*** TASK INPUT

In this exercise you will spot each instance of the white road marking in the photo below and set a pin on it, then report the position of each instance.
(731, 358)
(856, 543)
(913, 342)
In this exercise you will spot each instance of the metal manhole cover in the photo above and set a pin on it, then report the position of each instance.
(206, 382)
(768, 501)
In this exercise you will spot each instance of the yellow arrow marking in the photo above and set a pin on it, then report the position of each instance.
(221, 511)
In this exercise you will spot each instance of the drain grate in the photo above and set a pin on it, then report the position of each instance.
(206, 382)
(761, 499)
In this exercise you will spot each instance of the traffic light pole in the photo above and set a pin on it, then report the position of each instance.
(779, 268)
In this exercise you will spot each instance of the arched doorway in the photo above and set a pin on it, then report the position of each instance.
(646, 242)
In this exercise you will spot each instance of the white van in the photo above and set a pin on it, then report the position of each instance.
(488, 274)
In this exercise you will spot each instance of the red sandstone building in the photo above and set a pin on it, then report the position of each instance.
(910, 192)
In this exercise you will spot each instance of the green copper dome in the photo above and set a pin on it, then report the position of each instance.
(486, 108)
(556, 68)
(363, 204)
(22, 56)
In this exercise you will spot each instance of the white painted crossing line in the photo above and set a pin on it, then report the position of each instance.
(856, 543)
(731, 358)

******

SET PROBLEM
Format the rows above as a two-column CSV with the header text,answer and one CSV line for each row. Put each row's text under text and its full answer under answer, with each field in double quotes and any line breaks replaced by spaces.

OUTPUT FOR THIS TASK
text,answer
"In this exercise you will spot each instance of the white road marking in the photo below and set a pin on it, then report the position of each instance.","(731, 358) (856, 543) (913, 342)"
"In this exercise you will spot each instance of the metal manhole cover in the photo above and set a pin on it, then report the position of each instance.","(206, 382) (768, 501)"
"In this exercise you will spot each instance of the yellow arrow marking in the photo above and set a pin on it, then report the position of each instance.","(221, 511)"
"In this exercise you will spot each instance of the drain grate in the photo above and set a pin on it, then report the position of each instance.","(206, 382) (761, 499)"
"In this exercise you will spot each instance of the traffic light pole in the photo above and set a pin on it, then report the position of each instance.","(779, 268)"
"In this exercise you will spot each instance of the arched doorway in the photo above and set a pin on it, then report the position of each instance.","(646, 242)"
"In this exercise you will spot each instance of the white van in the photo above and set a pin on it, then report the position of each instance.","(488, 274)"
"In this exercise you will spot each instance of the red sandstone building in the photo above and set a pin on it, then report the position of each instance.","(910, 192)"
"In this exercise you will spot each instance of the green copper dome in the photo above and set a pin on it, then report the position of each instance.","(486, 108) (556, 68) (363, 204) (22, 56)"
"In this exercise you will spot each instance of the white painted crossing line in the photo above and set a pin on it, then report the position of each instance.","(856, 543) (731, 358)"